* [About this exercise]: Across the listing below, how many lines include the word "sunlight"? The answer is that number, with nothing added.

====== Data for analysis

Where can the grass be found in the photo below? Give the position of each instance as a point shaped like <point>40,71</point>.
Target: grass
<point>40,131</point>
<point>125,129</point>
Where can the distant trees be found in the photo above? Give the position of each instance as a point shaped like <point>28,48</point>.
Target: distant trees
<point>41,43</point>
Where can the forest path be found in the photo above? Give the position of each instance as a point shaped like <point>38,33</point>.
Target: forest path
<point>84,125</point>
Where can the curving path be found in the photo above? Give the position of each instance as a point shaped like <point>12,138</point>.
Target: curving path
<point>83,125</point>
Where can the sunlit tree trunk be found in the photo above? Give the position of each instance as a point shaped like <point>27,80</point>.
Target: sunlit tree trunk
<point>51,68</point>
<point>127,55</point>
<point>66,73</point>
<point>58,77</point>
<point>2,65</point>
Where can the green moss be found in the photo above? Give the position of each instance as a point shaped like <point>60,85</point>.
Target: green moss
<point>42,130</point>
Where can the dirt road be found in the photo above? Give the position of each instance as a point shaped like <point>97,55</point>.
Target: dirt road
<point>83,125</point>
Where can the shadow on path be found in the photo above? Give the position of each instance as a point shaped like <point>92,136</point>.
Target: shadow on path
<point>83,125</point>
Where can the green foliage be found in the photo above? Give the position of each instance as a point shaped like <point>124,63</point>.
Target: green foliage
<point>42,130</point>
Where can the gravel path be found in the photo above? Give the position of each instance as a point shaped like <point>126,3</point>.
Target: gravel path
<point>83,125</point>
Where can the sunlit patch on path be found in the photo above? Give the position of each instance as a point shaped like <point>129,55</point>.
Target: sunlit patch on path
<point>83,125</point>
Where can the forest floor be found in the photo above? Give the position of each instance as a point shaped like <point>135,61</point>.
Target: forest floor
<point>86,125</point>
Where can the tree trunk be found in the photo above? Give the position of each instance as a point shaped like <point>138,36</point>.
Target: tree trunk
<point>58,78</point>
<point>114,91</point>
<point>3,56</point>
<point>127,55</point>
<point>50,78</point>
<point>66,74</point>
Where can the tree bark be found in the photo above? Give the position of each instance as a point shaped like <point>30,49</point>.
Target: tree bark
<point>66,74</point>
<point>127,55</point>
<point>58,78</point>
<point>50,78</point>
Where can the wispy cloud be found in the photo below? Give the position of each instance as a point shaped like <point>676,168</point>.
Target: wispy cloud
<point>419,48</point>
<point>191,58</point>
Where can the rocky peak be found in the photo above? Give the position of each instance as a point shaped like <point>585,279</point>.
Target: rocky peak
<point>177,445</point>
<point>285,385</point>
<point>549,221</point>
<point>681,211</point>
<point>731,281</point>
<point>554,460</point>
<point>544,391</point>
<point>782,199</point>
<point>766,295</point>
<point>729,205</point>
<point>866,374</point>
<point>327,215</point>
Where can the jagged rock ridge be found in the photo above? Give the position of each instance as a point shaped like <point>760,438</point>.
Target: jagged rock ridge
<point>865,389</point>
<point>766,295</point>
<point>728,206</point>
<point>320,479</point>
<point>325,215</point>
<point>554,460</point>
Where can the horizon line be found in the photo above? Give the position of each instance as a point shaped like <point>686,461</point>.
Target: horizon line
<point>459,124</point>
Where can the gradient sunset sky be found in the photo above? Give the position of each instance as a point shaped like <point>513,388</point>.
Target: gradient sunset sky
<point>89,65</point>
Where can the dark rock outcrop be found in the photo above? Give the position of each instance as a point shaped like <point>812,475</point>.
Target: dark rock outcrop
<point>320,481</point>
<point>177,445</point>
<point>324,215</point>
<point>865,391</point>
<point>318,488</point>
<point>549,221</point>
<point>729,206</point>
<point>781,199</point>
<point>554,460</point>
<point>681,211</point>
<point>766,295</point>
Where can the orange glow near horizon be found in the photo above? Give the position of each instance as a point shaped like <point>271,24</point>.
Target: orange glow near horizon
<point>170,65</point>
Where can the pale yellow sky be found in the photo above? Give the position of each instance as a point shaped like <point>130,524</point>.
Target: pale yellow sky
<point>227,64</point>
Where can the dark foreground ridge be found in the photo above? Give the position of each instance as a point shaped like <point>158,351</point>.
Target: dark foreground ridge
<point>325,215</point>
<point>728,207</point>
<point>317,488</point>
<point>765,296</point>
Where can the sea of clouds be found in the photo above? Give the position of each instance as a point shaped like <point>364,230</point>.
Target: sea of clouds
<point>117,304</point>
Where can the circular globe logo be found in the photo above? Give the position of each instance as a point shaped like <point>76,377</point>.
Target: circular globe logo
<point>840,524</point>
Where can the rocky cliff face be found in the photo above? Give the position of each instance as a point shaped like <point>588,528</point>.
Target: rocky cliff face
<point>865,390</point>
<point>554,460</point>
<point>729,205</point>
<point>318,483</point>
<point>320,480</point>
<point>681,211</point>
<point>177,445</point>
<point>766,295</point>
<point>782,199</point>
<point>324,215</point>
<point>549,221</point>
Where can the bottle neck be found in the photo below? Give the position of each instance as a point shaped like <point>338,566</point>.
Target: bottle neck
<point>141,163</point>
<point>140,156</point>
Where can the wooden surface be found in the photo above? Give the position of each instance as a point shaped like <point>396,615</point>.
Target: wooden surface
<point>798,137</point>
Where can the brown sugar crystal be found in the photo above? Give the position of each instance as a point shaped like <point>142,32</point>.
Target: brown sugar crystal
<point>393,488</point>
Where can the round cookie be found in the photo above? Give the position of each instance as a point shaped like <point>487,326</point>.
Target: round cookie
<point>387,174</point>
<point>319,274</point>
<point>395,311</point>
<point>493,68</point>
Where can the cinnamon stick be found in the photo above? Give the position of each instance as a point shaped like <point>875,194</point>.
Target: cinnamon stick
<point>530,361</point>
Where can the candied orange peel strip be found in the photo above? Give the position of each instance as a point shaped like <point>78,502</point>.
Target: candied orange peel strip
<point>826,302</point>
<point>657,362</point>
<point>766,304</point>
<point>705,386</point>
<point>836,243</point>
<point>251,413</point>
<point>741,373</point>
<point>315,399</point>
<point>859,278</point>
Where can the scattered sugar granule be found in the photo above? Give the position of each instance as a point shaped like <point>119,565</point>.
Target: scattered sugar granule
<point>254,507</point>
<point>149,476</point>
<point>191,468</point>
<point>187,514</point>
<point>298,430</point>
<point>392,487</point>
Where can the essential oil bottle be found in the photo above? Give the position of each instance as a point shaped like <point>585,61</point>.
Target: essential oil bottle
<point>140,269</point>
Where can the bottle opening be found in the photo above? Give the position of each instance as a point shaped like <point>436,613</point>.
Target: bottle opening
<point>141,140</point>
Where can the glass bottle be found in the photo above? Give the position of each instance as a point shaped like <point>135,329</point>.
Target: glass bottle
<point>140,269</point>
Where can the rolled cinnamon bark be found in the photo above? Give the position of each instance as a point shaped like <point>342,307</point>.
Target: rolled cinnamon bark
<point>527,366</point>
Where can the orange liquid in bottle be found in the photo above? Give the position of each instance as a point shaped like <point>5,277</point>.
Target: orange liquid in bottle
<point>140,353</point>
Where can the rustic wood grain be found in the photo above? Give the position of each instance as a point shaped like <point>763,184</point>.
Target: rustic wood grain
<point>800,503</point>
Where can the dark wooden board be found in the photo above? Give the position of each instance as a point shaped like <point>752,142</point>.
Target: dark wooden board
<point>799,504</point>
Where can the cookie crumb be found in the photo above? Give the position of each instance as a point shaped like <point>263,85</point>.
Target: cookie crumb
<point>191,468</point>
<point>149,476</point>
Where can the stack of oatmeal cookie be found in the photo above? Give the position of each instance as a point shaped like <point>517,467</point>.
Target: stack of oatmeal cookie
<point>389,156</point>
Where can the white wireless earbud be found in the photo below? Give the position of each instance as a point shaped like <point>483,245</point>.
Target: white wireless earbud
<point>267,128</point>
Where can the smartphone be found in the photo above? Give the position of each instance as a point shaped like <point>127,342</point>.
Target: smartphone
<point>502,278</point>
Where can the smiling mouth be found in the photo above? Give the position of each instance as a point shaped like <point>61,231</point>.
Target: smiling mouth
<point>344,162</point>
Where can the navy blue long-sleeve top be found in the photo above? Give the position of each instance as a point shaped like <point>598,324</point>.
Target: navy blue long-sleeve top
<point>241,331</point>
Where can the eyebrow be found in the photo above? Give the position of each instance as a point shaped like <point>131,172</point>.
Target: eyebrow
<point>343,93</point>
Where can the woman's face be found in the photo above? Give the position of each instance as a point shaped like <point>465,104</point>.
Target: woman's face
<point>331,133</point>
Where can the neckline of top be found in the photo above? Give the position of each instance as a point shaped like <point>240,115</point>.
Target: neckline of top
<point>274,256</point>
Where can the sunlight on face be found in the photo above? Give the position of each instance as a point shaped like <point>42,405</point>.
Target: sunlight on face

============

* [Response below]: 2